__REQUIREMENT__. An answer that reproduces all the entries exactly is what is needed.

Point-per-instance localization data
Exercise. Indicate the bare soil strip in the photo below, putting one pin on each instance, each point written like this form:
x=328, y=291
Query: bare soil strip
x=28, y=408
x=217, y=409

__SOLUTION TO THIS EXERCISE__.
Exercise. Indicate the bare soil strip in the photo below, putting one pin on each instance, each point written like this form:
x=328, y=291
Query: bare soil strip
x=28, y=408
x=217, y=409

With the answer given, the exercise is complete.